#### TASK DESCRIPTION
Could you repeat the records below exactly as written?

#### PROVIDED MATERIAL
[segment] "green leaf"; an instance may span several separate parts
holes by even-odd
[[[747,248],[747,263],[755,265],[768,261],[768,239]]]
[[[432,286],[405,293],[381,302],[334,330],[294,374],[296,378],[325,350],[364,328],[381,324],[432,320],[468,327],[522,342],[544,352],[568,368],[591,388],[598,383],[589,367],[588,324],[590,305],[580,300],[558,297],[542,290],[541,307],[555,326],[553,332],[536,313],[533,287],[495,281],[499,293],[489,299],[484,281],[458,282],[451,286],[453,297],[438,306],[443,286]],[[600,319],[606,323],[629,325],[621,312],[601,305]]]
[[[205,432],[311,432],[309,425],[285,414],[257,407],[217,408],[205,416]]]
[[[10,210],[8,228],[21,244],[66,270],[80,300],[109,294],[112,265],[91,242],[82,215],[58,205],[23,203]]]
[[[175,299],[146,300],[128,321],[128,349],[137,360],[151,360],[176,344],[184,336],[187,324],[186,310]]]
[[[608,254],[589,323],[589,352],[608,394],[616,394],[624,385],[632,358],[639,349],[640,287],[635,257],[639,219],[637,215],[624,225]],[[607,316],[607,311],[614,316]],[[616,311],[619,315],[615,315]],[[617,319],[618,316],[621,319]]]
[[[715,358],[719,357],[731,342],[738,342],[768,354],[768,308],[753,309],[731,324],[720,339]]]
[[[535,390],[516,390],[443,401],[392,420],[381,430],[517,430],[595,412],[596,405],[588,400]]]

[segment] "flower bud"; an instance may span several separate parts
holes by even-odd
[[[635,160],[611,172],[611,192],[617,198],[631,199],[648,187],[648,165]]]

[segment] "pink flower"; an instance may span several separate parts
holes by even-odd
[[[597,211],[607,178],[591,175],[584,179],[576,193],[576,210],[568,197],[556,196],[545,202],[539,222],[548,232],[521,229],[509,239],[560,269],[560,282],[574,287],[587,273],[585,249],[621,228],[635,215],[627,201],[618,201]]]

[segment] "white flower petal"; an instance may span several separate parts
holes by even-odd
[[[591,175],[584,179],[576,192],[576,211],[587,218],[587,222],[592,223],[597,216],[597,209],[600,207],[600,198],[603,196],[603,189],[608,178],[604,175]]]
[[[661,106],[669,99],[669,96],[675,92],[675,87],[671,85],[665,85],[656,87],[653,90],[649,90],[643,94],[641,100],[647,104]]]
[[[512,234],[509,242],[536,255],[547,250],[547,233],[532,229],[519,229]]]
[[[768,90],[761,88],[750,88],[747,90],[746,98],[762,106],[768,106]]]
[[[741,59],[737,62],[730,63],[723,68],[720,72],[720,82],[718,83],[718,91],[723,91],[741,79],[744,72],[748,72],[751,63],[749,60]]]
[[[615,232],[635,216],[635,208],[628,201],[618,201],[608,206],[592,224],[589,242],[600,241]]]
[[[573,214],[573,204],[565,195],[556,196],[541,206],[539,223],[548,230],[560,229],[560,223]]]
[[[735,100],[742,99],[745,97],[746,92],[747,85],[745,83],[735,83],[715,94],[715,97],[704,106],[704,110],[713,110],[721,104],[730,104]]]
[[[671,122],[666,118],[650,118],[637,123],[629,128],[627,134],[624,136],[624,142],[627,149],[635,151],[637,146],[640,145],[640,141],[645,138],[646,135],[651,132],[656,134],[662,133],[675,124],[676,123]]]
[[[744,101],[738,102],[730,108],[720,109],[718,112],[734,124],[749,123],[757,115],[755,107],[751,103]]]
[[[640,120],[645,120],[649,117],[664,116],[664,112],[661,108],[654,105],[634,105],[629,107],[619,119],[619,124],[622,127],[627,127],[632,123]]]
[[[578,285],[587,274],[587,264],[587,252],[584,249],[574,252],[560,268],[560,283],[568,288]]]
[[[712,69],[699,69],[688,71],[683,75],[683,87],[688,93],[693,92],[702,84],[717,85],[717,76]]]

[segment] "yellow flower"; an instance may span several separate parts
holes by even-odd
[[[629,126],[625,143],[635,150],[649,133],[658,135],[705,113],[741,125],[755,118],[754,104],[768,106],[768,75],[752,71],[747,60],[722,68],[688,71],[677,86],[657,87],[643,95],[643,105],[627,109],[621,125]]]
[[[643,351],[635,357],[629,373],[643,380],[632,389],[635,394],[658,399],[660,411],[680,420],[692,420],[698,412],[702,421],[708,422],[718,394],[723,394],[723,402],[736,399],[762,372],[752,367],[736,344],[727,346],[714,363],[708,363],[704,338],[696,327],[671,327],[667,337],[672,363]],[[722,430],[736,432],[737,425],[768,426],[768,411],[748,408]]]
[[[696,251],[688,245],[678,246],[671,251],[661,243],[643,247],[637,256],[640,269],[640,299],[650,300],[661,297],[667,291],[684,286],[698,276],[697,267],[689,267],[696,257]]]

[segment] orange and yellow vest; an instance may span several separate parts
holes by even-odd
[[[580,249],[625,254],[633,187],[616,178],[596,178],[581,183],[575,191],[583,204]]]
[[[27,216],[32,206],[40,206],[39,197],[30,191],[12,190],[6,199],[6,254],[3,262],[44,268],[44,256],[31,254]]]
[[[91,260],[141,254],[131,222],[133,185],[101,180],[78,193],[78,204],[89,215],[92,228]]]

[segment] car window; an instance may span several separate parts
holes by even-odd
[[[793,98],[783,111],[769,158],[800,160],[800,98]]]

#### YOUR SOLUTION
[segment] "green leaf"; an instance may span several separate parts
holes by even-odd
[[[747,248],[747,263],[755,265],[768,261],[768,239]]]
[[[432,286],[405,293],[381,302],[334,330],[294,374],[296,378],[325,350],[364,328],[381,324],[432,320],[468,327],[522,342],[544,352],[568,368],[591,388],[598,383],[589,367],[588,324],[590,305],[580,300],[558,297],[542,290],[541,307],[555,326],[553,332],[536,313],[533,287],[495,281],[499,293],[489,299],[484,281],[458,282],[451,286],[453,297],[438,306],[443,286]],[[600,319],[606,323],[629,325],[621,312],[601,305]]]
[[[205,432],[311,432],[309,425],[285,414],[257,407],[217,408],[205,416]]]
[[[10,210],[8,228],[21,244],[66,270],[80,300],[109,294],[112,265],[91,242],[82,215],[58,205],[23,203]]]
[[[175,299],[146,300],[128,321],[128,349],[137,360],[151,360],[176,344],[184,336],[187,324],[186,310]]]
[[[608,254],[589,323],[589,352],[608,394],[616,394],[624,385],[632,358],[639,349],[640,287],[635,257],[639,219],[637,215],[624,225]],[[607,316],[607,311],[614,316]],[[616,311],[619,315],[615,315]],[[617,319],[618,316],[621,319]]]
[[[715,358],[719,357],[731,342],[738,342],[768,354],[768,308],[753,309],[731,324],[720,339]]]
[[[535,390],[516,390],[443,401],[392,420],[381,430],[517,430],[595,412],[596,405],[588,400]]]

[segment] "flower bud"; an instance may span several separate parts
holes by even-odd
[[[635,160],[611,172],[611,192],[617,198],[631,199],[648,187],[648,165]]]

[segment] "pink flower"; an instance may span several separate parts
holes by even-odd
[[[597,211],[607,178],[591,175],[584,179],[576,193],[576,210],[568,197],[556,196],[545,202],[539,222],[548,232],[521,229],[509,239],[560,269],[560,282],[574,287],[587,273],[585,249],[621,228],[635,215],[627,201],[618,201]]]

[segment] "white flower petal"; an instance may span several separate parts
holes by even-odd
[[[591,175],[584,179],[576,192],[576,211],[587,218],[587,222],[592,223],[597,216],[597,209],[600,207],[600,198],[603,196],[603,189],[608,178],[604,175]]]
[[[661,106],[669,99],[669,96],[675,92],[675,87],[671,85],[665,85],[656,87],[653,90],[649,90],[643,94],[641,100],[647,104]]]
[[[512,234],[509,242],[536,255],[547,250],[547,233],[532,229],[519,229]]]
[[[768,90],[761,88],[750,88],[747,90],[746,98],[762,106],[768,106]]]
[[[741,59],[737,62],[730,63],[723,68],[720,72],[720,82],[718,83],[718,91],[723,91],[741,79],[744,72],[748,72],[751,63],[749,60]]]
[[[615,232],[635,216],[635,208],[628,201],[618,201],[608,206],[592,224],[589,242],[600,241]]]
[[[573,214],[573,204],[565,195],[556,196],[541,206],[539,223],[548,230],[560,229],[560,223]]]
[[[735,100],[742,99],[745,97],[746,92],[747,85],[745,83],[735,83],[715,94],[715,97],[704,106],[704,110],[713,110],[721,104],[730,104]]]
[[[671,122],[666,118],[650,118],[637,123],[629,128],[627,134],[624,136],[624,142],[627,149],[635,151],[637,146],[640,145],[640,141],[645,138],[646,135],[651,132],[656,134],[662,133],[675,124],[676,123]]]
[[[744,101],[738,102],[730,108],[720,109],[718,112],[734,124],[749,123],[757,115],[755,107],[751,103]]]
[[[640,120],[645,120],[649,117],[664,116],[664,112],[661,108],[654,105],[634,105],[629,107],[619,119],[619,124],[622,127],[627,127],[632,123]]]
[[[578,285],[587,274],[587,264],[587,252],[584,249],[574,252],[560,268],[560,283],[568,288]]]
[[[712,69],[699,69],[688,71],[683,75],[683,87],[688,93],[693,92],[702,84],[717,85],[717,76]]]

[segment] "yellow flower"; an instance may span several separate parts
holes by even-odd
[[[629,126],[625,143],[635,150],[649,133],[658,135],[705,113],[741,125],[755,118],[754,104],[768,106],[768,75],[752,71],[747,60],[722,68],[688,71],[677,86],[657,87],[643,95],[643,105],[627,109],[621,125]]]
[[[643,351],[635,357],[629,373],[643,380],[632,389],[635,394],[658,399],[660,411],[680,420],[692,420],[698,412],[702,421],[708,422],[718,394],[723,394],[723,402],[736,399],[762,372],[752,367],[736,344],[727,346],[714,363],[708,363],[704,338],[696,327],[671,327],[667,337],[672,363]],[[722,430],[736,432],[737,425],[768,426],[768,411],[748,408]]]
[[[696,251],[688,245],[678,246],[671,251],[661,243],[643,247],[637,256],[640,269],[640,299],[650,300],[661,297],[667,291],[684,286],[698,276],[697,267],[689,267],[696,257]]]

[segment] orange and yellow vest; an instance may span several separate parts
holes by even-odd
[[[580,249],[625,254],[633,187],[616,178],[596,178],[581,183],[575,191],[583,204]]]
[[[27,216],[32,206],[40,206],[39,197],[30,191],[12,190],[6,199],[6,254],[3,262],[44,268],[44,256],[31,254]]]
[[[91,260],[141,254],[131,222],[133,185],[101,180],[78,193],[78,204],[89,215],[92,228]]]

[segment] car window; an instance may span several separate parts
holes by even-odd
[[[793,98],[783,111],[769,158],[800,160],[800,98]]]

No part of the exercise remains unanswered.